PROBLEM DETAILS ▸
The expected result is an exact restatement of the data, free of pictures.

<<<<

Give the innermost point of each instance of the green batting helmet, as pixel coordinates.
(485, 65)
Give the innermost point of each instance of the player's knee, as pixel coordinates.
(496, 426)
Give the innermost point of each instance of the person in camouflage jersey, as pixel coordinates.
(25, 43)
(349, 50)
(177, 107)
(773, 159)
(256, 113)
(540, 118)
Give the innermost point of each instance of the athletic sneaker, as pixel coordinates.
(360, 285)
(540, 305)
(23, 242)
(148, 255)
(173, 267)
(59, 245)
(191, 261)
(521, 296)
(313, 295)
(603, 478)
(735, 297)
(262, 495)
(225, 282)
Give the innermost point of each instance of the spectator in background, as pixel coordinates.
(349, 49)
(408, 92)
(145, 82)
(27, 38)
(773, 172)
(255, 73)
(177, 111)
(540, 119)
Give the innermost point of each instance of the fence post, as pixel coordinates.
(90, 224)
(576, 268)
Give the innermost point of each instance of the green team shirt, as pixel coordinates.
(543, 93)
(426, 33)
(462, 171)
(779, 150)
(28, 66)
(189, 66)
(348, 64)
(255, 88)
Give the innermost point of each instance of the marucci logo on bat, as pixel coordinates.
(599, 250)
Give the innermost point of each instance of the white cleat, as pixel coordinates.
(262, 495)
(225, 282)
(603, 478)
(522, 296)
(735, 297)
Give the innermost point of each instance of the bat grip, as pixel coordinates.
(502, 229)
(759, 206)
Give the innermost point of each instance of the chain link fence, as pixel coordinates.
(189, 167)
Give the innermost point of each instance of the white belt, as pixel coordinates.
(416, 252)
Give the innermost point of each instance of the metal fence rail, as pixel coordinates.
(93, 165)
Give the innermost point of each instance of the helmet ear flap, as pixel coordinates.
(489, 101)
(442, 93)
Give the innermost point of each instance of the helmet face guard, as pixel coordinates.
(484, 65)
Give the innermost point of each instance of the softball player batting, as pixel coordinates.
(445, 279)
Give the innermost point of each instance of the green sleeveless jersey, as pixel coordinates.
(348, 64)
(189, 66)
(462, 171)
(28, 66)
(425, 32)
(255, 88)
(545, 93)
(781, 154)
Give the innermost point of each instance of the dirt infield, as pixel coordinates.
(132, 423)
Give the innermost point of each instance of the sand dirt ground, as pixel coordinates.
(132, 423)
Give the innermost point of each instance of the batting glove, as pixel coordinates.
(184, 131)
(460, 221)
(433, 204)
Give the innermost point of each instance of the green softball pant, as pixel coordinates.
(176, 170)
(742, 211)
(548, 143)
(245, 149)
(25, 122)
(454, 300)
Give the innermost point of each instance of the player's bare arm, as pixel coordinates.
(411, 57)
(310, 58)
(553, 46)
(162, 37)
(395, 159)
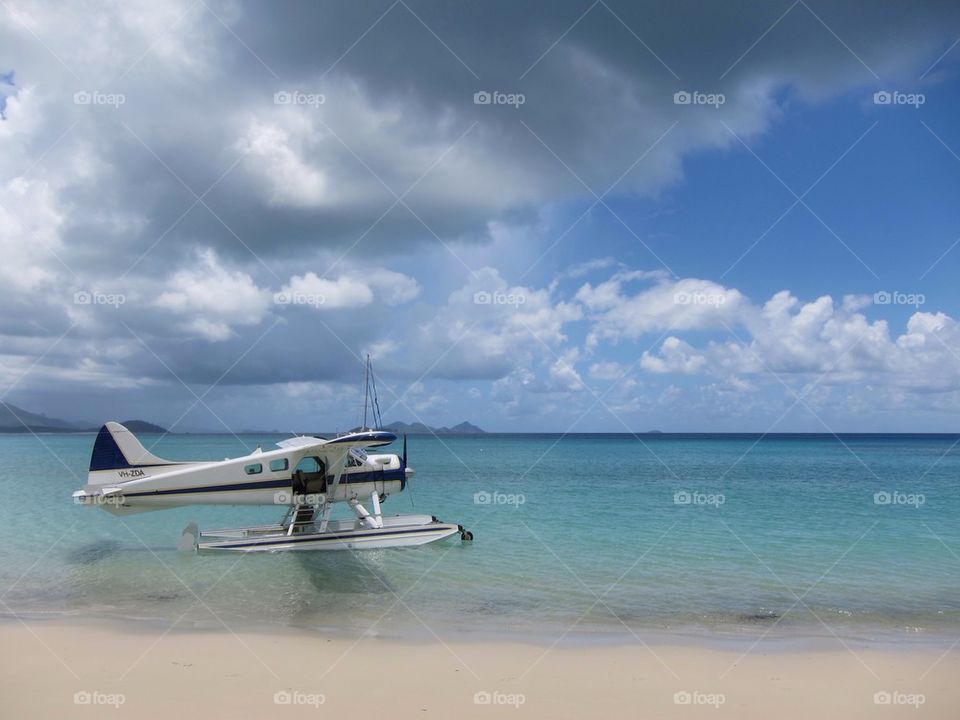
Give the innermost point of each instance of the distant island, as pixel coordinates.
(14, 419)
(139, 426)
(463, 428)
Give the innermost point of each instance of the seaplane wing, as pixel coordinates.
(125, 477)
(307, 475)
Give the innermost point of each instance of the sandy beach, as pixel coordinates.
(75, 669)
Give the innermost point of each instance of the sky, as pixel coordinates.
(539, 217)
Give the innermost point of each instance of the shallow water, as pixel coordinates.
(585, 534)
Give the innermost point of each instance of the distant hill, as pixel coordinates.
(402, 428)
(13, 419)
(137, 426)
(16, 419)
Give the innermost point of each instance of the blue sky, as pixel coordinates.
(209, 233)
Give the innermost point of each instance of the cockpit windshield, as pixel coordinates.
(356, 457)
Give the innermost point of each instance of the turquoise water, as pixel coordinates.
(588, 534)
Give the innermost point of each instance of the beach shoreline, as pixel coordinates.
(79, 668)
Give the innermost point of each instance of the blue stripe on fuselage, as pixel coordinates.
(349, 479)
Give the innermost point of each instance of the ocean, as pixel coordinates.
(581, 537)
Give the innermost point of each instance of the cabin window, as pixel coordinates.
(308, 465)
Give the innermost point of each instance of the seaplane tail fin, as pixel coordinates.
(116, 448)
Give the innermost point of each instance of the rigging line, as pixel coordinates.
(377, 417)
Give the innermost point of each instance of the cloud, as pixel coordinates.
(684, 304)
(213, 299)
(351, 290)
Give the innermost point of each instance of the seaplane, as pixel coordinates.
(306, 475)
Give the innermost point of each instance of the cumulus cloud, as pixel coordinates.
(212, 299)
(667, 304)
(200, 197)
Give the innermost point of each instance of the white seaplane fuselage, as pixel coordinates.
(305, 476)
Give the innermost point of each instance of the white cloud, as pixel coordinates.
(350, 290)
(212, 299)
(684, 304)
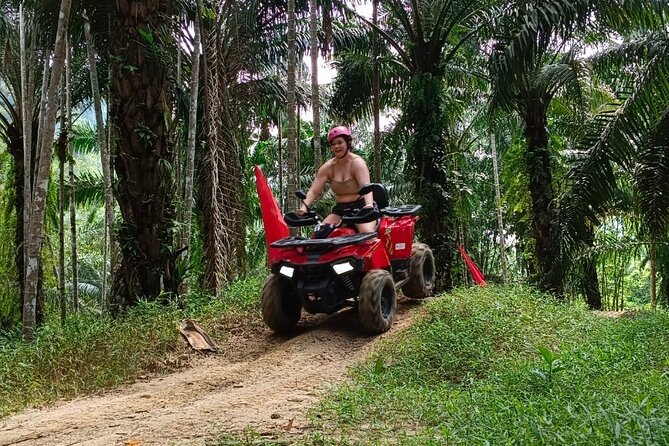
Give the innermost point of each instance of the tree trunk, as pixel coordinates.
(192, 134)
(498, 203)
(590, 277)
(23, 161)
(653, 273)
(107, 258)
(376, 90)
(61, 153)
(142, 157)
(538, 163)
(38, 207)
(293, 173)
(72, 181)
(315, 97)
(427, 166)
(222, 206)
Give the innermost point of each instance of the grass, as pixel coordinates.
(506, 365)
(90, 353)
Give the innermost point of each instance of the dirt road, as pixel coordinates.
(258, 381)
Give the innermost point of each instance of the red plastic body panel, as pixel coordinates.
(396, 234)
(394, 242)
(371, 252)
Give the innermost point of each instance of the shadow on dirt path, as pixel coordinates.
(258, 380)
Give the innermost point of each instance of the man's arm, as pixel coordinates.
(360, 172)
(316, 188)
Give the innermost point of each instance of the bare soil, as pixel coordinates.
(258, 381)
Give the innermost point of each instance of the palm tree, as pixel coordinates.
(626, 140)
(38, 205)
(315, 94)
(142, 158)
(424, 41)
(291, 77)
(529, 69)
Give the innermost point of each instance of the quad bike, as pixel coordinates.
(339, 267)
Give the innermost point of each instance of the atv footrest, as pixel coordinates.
(400, 211)
(311, 243)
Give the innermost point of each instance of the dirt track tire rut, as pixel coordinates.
(259, 381)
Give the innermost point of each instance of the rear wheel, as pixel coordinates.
(281, 307)
(377, 301)
(421, 272)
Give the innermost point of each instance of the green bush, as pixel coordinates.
(89, 353)
(506, 365)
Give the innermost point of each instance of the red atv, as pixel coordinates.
(339, 266)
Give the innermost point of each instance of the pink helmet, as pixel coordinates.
(340, 130)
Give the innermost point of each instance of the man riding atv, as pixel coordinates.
(345, 172)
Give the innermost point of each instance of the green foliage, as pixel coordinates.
(91, 352)
(469, 369)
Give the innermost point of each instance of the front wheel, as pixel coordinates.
(281, 307)
(377, 301)
(421, 272)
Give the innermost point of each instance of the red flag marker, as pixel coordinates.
(272, 218)
(477, 275)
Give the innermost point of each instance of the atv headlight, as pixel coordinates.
(341, 268)
(287, 271)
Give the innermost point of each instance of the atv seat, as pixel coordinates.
(321, 244)
(400, 211)
(380, 195)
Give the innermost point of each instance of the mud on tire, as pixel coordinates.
(281, 308)
(421, 272)
(377, 301)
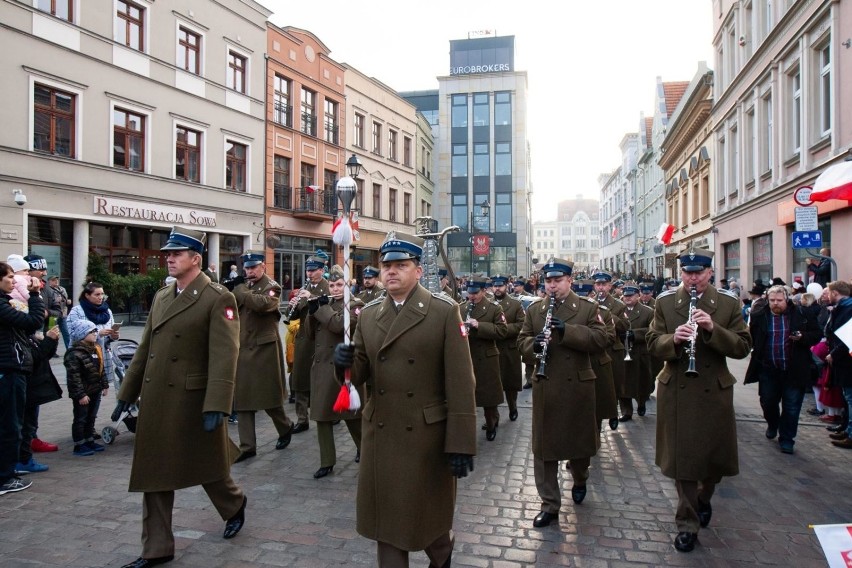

>>>>

SOLUTION FOR THIS EXERCISE ▸
Give the innermost point of each instance of the green batting helmet, as pixel coordinates.
(485, 65)
Give the innermost point of each instance of the player's knee, as pixel coordinates.
(496, 426)
Give the innermost point of each instance of the person in camouflage jersey, as pixel coordinates.
(25, 43)
(349, 50)
(177, 107)
(773, 159)
(256, 113)
(540, 118)
Give the innermost point of each instance of the athletic sneaker, as pixel coordinates.
(360, 285)
(540, 305)
(23, 242)
(148, 255)
(173, 267)
(59, 245)
(191, 261)
(521, 296)
(313, 295)
(603, 478)
(735, 297)
(262, 495)
(225, 282)
Give the innermost point of each instance of the spectator in background, as pixel coordinates.
(349, 49)
(408, 92)
(145, 82)
(27, 38)
(773, 172)
(255, 73)
(177, 111)
(540, 119)
Give the innermost point of each instance of the fence post, as pixel coordinates.
(90, 224)
(576, 268)
Give the innermost point of each instance of the green team shirt, as pixel coordinates.
(543, 93)
(426, 33)
(462, 171)
(779, 150)
(28, 66)
(189, 66)
(348, 64)
(255, 88)
Give the innermost point of each instance of the marucci logo on bat, as pixel coordinates.
(599, 250)
Give the innermost point of each instance of the white cleat, as pixel coordinates.
(262, 495)
(225, 282)
(603, 478)
(522, 296)
(735, 297)
Give the innermost point of each instance of the bat grip, as pixel coordinates.
(502, 229)
(759, 206)
Give the innermost point of each instance of the chain link fence, as pixel coordinates.
(189, 167)
Give the innermost point of each instance of the white belt, as pixel coordinates.
(416, 252)
Give the innermost point of each instance of the metal fence rail, as pixel coordinates.
(93, 165)
Give the innermost point of each instance of the helmet ear flap, as pixel coordinates.
(489, 101)
(442, 93)
Give the innermost point of each instance of the helmet face guard, as pixel coordinates.
(484, 65)
Give the innermost point of each instance of the softball player batting, as pixel coordinates.
(445, 279)
Give the innermost point of each instance of the green sleeveless jersey, as pixel coordinates.
(348, 64)
(189, 66)
(462, 171)
(28, 66)
(425, 32)
(255, 88)
(545, 93)
(781, 154)
Give the innermost point of each instance of the dirt infield, as pixel coordinates.
(132, 423)
Give the innermost point of each instance of the sand dirt ground, as pixel coordinates.
(132, 423)
Give the innermost point of each instance of the batting glove, as pixel coordinates.
(184, 131)
(460, 221)
(433, 204)
Give the innermost point of each instance of the green softball pant, as pixel coordinates.
(176, 170)
(742, 211)
(548, 143)
(245, 149)
(25, 122)
(454, 300)
Give the innermost point of each instance of the player's bare arm, as pixel coordinates.
(411, 57)
(310, 58)
(553, 46)
(162, 37)
(395, 159)
Give the innermost point of each instance of the distant island, as pixel coordinates.
(14, 419)
(139, 426)
(463, 428)
Give the innermost point of each instance of the seaplane wing, as pixel coordinates.
(125, 477)
(307, 475)
Give the innermost point of each instance of the sandy beach, as pixel coordinates.
(75, 669)
Give the innermost point of each instance of the sky, as pixel coordinates.
(539, 217)
Give the innermost point of each instance of the shallow water, as pixel coordinates.
(585, 534)
Give the innermost point of each instance of the distant hill, as pixel coordinates.
(402, 428)
(13, 419)
(137, 426)
(16, 419)
Give the innermost point of each instance of the blue sky, as pixel coordinates.
(209, 233)
Give the innermost point of each instance of the cockpit windshield, as pixel coordinates.
(356, 457)
Give the innermost point of each instance of the turquoise water, as pixel coordinates.
(588, 534)
Give the innermost point of each instance of the beach shoreline, as pixel coordinates.
(79, 668)
Give the innermost point of each instance of the blue stripe on fuselage, as pixel coordinates.
(349, 479)
Give the innermost point of each instance of the ocean, as pixel coordinates.
(581, 537)
Give the innermost point of each instance of the cabin window, as pixel coordinates.
(308, 465)
Give the innermost point of each instance of the seaplane tail fin, as pixel coordinates.
(116, 448)
Give the innermost point of each instance of the rigging line, as pixel coordinates.
(377, 417)
Give the innermost point of each instance of the cloud, as pixel coordinates.
(684, 304)
(213, 299)
(351, 290)
Give the innermost point of each instance of the seaplane, as pixel coordinates.
(306, 475)
Give the innermost point of each instance of the cumulus cloud, as pixel coordinates.
(212, 299)
(667, 304)
(200, 197)
Give the innermost point of each instance of the white seaplane fuselage, as pixel coordinates.
(305, 476)
Give the innermost point of each instance of the white cloud, as pixel coordinates.
(350, 290)
(212, 299)
(684, 304)
Give the innermost point of each instance of the tree trunk, as pixel coordinates.
(192, 134)
(498, 203)
(590, 277)
(23, 161)
(653, 273)
(107, 258)
(376, 90)
(61, 153)
(142, 157)
(538, 163)
(38, 207)
(293, 173)
(72, 181)
(315, 97)
(427, 166)
(222, 206)
Give the innermost point of each instance of the grass, as pixel coordinates.
(506, 365)
(90, 353)
Give the innermost point of each instance of the dirt road, as pixel coordinates.
(258, 381)
Give the innermost point of each instance of the red plastic body panel, as pixel coordinates.
(396, 234)
(394, 242)
(371, 252)
Give the innermost point of each instance of the shadow on dirt path, as pixel coordinates.
(258, 380)
Give the innermost point of each instance of the man's arm, as pixel coordinates.
(360, 172)
(316, 188)
Give the innermost point of each instance of the bare soil, as pixel coordinates.
(258, 381)
Give the innermost point of each instance of the palm tree, as pixel coordinates.
(626, 140)
(38, 205)
(315, 94)
(142, 158)
(424, 41)
(291, 77)
(529, 69)
Give the innermost point of each instance of the quad bike, as pixel coordinates.
(339, 267)
Give the innermost point of each instance of the atv footrest, as pixel coordinates.
(400, 211)
(311, 243)
Give the innermost point of each instance of the dirt track tire rut, as pixel coordinates.
(259, 381)
Give the innermost point of each instance of the rear wheel, as pixel coordinates.
(281, 307)
(377, 301)
(421, 272)
Give the innermost point of each instance of the green bush, as pixel coordinates.
(89, 353)
(506, 365)
Give the innermost point of each instance of the red atv, as pixel coordinates.
(339, 266)
Give the innermost point of each instance of the pink helmet, as pixel coordinates.
(340, 130)
Give the innermost point of each instance of the man riding atv, as pixel coordinates.
(345, 172)
Give the innermost point of each instance of the green foliage, as pixel coordinates.
(91, 352)
(469, 369)
Give the innermost point of each instance of the front wheel, as pixel coordinates.
(281, 307)
(377, 301)
(421, 272)
Give the innermost point of each instance of the red flag marker, as pixel coordinates.
(272, 218)
(477, 275)
Give the innermost point of each instance of the atv headlight, as pixel coordinates.
(341, 268)
(287, 271)
Give the innermost point of each instance of the atv seat, as pixel coordinates.
(321, 244)
(400, 211)
(380, 195)
Give the innermost point of each instance of the mud on tire, as pixel coordinates.
(281, 308)
(421, 272)
(377, 301)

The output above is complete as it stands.